* [Selected text]:
------------------------
You are viewing a plain text version of this content. The canonical link for it is here.
Posted to solr-user@lucene.apache.org by MaryJo Sminkey <mj...@gmail.com> on 2016/06/07 18:24:19 UTC

Solutions for Multi-word Synonyms

> MaryJo you might want to start a new thread, I think we kinda hijacked this
> one. Also if you are interested in tuning queries check out
> http://splainer.io/ and https://www.quepid.com which are interactive tools
> (both of which my company makes) to tune for search relevancy.
>


Okay I changed the subject. But I don't need a tuning tool, I already know
WHY I'm not getting the results I need, the problem is how to fix it or get
around what the plugin is doing. Which is why I was inquiring if people
have had success with something other than this particularly plugin for
more advanced queries that it messes around with. It seems to do a good job
if you aren't doing anything particularly complicated with your search
logic, but I don't see a good way to solve the issue I'm having, and a
tuning tool isn't really going to help with that. We were pretty happy with
our search relevancy for the most part *other* than the problem with the
multi-term synonyms not working reliably but I definitely can't lose
relevancy that we had just to get those working.

In reviewing your tools previously, the problem as I recall is that they
rely on querying Solr directly, while our searches go through multiple
levels of an application which includes a lot of additional logic in terms
of what the data that gets sent to Solr are, so they just aren't going to
be much use for us. It was easier for me to just write my own tool that
essentially does the same kind of thing, but with my application logic
built in.

Mary Jo

Re: Solutions for Multi-word Synonyms

Posted by Doug Turnbull <dt...@opensourceconnections.com>.
Mary Jo,

Honestly half the time I run into this problem, I end up creating a
QParserPlugin because I need to do something specific. With a QParserPlugin
I can run whatever analysis, slicing and dicing of the query string to
manually construct whatever I need to

http://www.supermind.org/blog/1134/custom-solr-queryparsers-for-fun-and-profit

One thing I often do is repeat the functionality of Elasticsearch's match
query. Elasticsearch's match query does the following:

- Analyze the query string using the field's query-time analyzer
- Create an OR query with the tokens that come out of the analysis

You can look at the field query parser as something of a starting point for
this.
------------------------
* [Written exercise 1]: Write out every web address that appears in the Solr mailing-list thread.
* [Written exercise 2]: In the Solr mailing-list thread, what does Elasticsearch's match query build from the tokens produced by analysis?
The lines that come after this have no connection to the Solr mailing-list thread.
------------------------
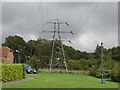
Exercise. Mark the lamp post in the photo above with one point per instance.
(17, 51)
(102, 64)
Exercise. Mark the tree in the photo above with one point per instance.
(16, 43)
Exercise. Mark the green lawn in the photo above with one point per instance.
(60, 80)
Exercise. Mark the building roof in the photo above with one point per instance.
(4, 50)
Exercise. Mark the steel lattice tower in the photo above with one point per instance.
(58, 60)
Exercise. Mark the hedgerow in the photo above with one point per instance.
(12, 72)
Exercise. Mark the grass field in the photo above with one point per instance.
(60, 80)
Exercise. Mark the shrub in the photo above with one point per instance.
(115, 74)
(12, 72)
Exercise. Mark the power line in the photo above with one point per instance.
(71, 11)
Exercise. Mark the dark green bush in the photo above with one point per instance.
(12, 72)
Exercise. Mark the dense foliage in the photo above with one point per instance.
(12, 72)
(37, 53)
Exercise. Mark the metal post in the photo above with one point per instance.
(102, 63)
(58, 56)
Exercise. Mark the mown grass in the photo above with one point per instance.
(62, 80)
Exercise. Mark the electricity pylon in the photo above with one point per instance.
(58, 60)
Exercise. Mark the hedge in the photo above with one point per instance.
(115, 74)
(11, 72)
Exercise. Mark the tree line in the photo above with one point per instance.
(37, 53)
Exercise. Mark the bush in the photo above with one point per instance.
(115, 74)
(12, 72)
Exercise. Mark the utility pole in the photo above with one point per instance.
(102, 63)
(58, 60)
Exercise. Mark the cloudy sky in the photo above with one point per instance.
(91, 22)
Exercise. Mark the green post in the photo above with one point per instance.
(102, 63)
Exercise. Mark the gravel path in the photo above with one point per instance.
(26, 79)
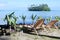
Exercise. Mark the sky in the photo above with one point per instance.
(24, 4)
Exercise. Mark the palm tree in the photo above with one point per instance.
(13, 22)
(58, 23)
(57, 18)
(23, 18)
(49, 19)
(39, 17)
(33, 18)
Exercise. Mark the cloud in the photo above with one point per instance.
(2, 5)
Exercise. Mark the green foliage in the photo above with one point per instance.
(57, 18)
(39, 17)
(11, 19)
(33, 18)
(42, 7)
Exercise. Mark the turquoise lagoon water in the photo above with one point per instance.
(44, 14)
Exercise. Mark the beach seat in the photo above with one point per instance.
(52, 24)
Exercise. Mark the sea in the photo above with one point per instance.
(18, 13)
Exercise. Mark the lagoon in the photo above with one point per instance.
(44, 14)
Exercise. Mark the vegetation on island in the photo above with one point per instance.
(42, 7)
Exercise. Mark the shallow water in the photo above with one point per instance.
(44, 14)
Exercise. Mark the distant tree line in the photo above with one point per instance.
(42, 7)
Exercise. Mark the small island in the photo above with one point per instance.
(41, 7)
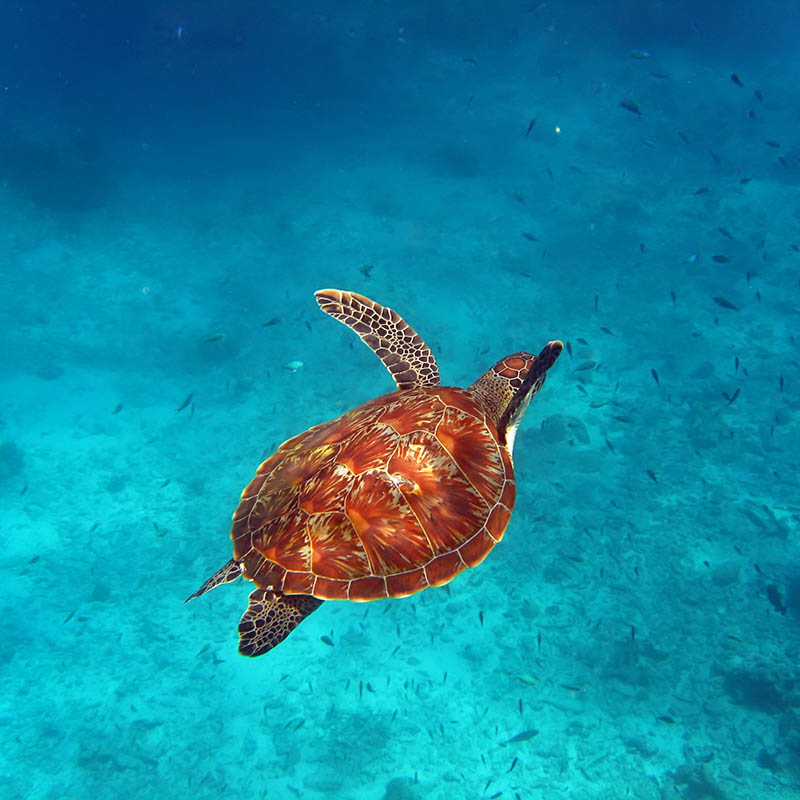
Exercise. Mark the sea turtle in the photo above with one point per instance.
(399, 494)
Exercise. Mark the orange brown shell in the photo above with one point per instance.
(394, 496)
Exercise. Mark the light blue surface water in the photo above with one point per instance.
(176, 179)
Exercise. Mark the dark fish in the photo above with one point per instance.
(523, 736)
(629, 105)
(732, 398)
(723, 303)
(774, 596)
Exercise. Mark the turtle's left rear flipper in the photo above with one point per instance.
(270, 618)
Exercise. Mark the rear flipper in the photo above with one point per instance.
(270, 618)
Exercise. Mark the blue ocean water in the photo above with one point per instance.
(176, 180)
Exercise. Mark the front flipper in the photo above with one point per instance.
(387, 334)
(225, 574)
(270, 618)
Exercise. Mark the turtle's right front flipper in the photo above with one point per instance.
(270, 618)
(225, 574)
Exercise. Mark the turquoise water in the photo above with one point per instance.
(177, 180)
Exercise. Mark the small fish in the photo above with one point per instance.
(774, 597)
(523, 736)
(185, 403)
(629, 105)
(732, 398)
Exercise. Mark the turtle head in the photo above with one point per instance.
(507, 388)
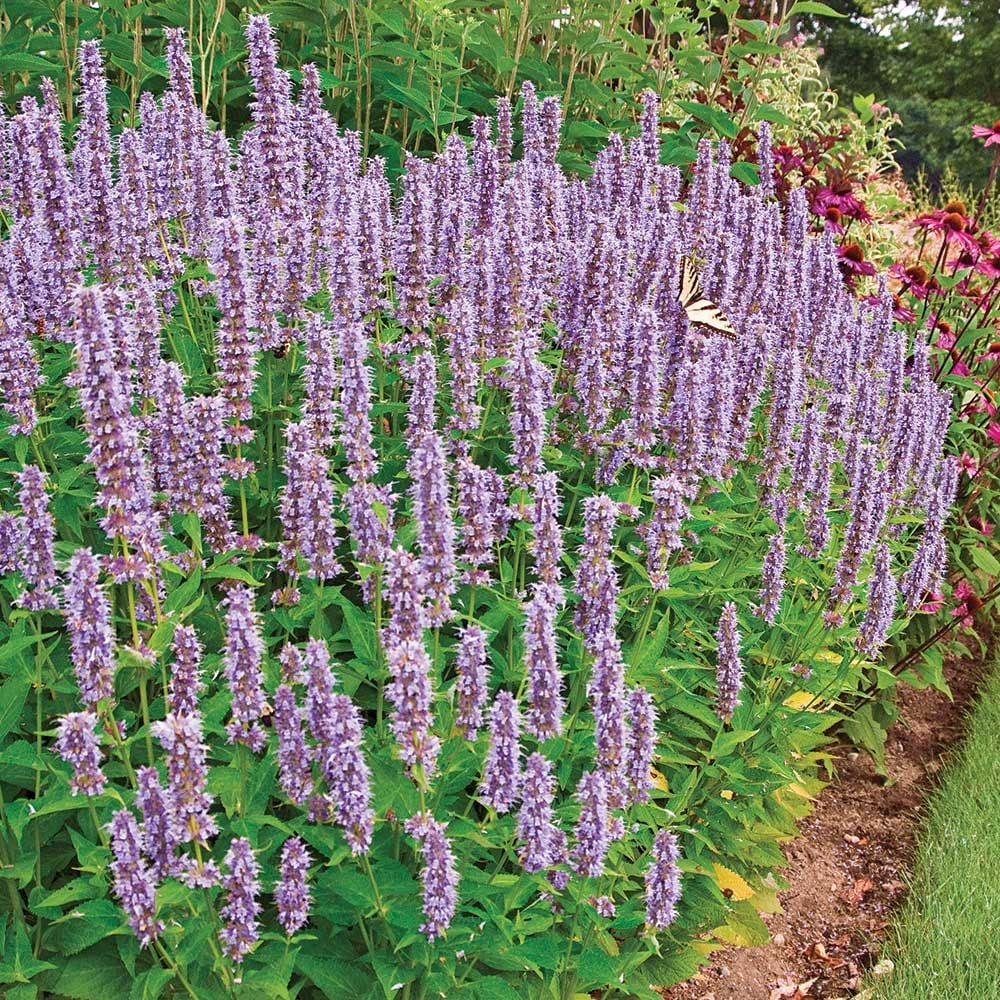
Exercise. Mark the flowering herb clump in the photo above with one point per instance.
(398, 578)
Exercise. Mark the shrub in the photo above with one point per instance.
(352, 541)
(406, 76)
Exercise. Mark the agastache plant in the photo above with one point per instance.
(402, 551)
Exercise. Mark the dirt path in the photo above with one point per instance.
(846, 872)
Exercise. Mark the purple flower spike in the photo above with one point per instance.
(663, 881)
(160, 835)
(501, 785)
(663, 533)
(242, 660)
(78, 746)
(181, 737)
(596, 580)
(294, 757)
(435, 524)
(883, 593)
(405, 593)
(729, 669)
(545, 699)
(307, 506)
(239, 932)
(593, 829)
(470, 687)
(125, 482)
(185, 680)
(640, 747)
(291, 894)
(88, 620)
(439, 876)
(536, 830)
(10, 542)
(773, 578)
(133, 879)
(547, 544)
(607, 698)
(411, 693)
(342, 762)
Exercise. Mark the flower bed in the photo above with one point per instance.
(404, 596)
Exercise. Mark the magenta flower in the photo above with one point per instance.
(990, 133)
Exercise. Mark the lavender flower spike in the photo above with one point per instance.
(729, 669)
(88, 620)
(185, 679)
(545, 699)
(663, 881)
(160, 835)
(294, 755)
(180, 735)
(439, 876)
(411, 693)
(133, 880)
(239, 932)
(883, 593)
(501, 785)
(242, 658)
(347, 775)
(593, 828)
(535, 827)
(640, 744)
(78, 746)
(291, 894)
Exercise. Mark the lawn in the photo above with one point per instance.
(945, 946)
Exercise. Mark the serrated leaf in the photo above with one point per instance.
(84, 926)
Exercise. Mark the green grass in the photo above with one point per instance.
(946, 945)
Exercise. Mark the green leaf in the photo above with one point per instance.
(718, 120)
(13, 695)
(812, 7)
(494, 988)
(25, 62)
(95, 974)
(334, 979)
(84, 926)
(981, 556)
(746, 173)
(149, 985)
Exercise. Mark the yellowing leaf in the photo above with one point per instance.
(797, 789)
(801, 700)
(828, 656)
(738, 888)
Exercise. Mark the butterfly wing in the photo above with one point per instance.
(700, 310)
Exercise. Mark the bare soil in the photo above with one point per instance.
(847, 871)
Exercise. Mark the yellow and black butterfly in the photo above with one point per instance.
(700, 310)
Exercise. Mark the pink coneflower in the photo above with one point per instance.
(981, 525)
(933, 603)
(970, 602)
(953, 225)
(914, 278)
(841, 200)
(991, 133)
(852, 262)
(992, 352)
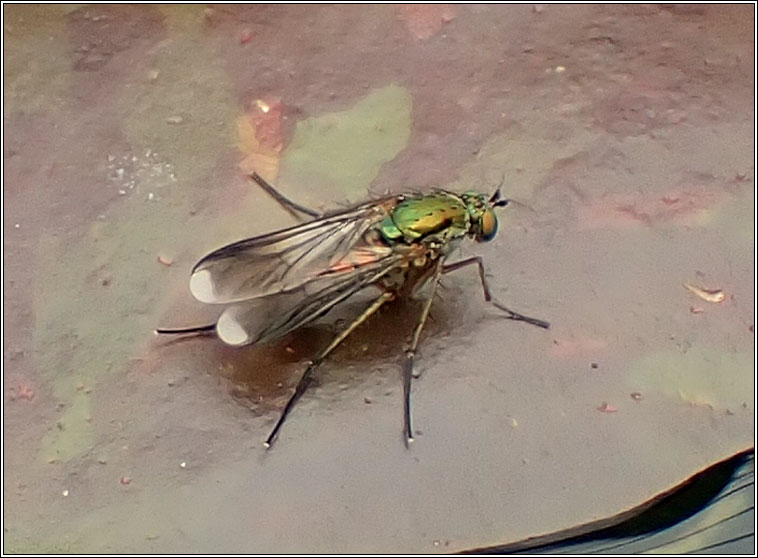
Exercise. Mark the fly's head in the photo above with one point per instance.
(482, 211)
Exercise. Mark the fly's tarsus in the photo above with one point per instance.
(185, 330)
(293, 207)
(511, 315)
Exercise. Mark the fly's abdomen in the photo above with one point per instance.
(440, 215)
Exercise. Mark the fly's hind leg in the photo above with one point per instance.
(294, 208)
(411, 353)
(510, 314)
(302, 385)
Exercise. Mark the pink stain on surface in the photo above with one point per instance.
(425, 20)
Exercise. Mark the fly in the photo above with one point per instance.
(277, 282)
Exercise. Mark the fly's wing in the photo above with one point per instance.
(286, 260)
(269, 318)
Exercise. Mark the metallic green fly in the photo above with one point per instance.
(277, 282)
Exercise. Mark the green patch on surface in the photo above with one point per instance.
------------------------
* [Task output 1]:
http://splainer.io/
https://www.quepid.com
http://www.supermind.org/blog/1134/custom-solr-queryparsers-for-fun-and-profit

* [Task output 2]: An OR query with those tokens.